Cassazione penale, sez. VI, 10 luglio 2008, n. 28720
Il possesso di quasi un etto di hashish (per la precisione 97 grammi nel caso di specie) può non essere sufficiente di per se a giustificare la condanna per il reato di cui all’art. 73 del DPR 309/90 (Produzione, traffico e detenzione illeciti di sostanze stupefacenti o psicotrope) qualora l’imputato sia un adepto della religione rastafariana.
Detta norma al secondo comma lettera a) prevede e punisce la detenzione illecita di sostanze stupefacenti o psicotrope che per quantità – in particolare se superiore ai limiti massimi indicati con decreto del Ministeriale – ovvero per modalità di presentazione, avuto riguardo al peso lordo complessivo o al confezionamento frazionato, ovvero per altre circostanze dell’azione, appaiono destinate ad un uso non esclusivamente personale.

▶ [Obiettivo 1]:
Rispondi a queste domande sul testo della sentenza della Cassazione:
(a) Quanti grammi di hashish possedeva l'imputato nel caso esaminato?
(b) Quale articolo del DPR 309/90 viene citato?
(c) Di quale religione è adepto l'imputato?
▶ [Obiettivo 2]:
Trascrivi parola per parola dal testo della sentenza della Cassazione il passo che comincia con "Cassazione penale, sez." e finisce con "della religione rastafariana.".

▶ [Dati forniti]:
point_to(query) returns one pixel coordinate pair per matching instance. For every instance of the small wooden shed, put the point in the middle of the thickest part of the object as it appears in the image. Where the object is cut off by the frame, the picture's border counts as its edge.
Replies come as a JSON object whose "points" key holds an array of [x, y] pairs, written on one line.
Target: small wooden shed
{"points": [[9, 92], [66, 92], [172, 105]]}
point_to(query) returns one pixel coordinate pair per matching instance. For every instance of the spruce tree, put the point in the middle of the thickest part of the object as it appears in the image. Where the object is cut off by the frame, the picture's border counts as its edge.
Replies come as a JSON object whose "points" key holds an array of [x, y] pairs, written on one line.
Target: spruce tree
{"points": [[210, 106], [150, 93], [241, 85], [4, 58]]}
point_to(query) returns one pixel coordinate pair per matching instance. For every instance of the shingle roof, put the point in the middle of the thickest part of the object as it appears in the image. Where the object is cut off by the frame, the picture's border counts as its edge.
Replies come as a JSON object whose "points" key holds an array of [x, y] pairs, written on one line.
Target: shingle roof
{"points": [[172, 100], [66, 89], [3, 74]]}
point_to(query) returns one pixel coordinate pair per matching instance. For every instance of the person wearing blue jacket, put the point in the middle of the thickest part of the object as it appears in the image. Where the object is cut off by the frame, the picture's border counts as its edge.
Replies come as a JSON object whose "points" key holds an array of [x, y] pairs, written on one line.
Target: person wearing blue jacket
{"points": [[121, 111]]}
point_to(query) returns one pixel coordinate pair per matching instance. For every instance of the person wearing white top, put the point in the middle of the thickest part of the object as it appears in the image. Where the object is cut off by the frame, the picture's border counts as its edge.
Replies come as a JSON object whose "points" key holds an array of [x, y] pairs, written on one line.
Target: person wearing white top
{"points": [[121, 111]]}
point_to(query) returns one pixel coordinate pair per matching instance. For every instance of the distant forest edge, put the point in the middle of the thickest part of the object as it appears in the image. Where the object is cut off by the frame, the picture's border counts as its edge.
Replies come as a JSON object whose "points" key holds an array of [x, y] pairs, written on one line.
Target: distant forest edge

▶ [Soluzione esercizio 1]:
(a) 97 grammi.
(b) L'articolo 73.
(c) La religione rastafariana.

▶ [Soluzione esercizio 2]:
Cassazione penale, sez. VI, 10 luglio 2008, n. 28720
Il possesso di quasi un etto di hashish (per la precisione 97 grammi nel caso di specie) può non essere sufficiente di per se a giustificare la condanna per il reato di cui all’art. 73 del DPR 309/90 (Produzione, traffico e detenzione illeciti di sostanze stupefacenti o psicotrope) qualora l’imputato sia un adepto della religione rastafariana.